PROBLEM>
Pull every line containing "instance" from the data.
-=-=-=-=-
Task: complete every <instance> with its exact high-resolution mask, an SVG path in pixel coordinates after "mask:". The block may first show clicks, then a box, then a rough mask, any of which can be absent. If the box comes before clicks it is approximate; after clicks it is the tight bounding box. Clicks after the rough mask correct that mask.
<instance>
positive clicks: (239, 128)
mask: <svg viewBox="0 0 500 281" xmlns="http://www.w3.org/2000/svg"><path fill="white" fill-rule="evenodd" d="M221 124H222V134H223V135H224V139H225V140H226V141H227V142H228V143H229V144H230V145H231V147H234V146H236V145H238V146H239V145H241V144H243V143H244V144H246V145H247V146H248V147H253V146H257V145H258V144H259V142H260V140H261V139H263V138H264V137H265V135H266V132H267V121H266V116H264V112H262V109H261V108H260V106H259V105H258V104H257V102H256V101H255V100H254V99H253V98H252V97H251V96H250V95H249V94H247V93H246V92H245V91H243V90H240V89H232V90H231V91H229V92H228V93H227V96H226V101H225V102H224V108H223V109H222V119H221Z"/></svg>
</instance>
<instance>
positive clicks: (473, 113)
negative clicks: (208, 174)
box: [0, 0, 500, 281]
-=-=-=-=-
RESPONSE TO THIS TASK>
Task: complete every <instance> with its exact high-resolution mask, an SVG path in pixel coordinates after "mask:". The block may first show clicks, then a box, then a rough mask, any of which can be absent. If the box comes before clicks it is approximate; after clicks it is the tight bounding box. Clicks after the rough mask correct that mask.
<instance>
</instance>
<instance>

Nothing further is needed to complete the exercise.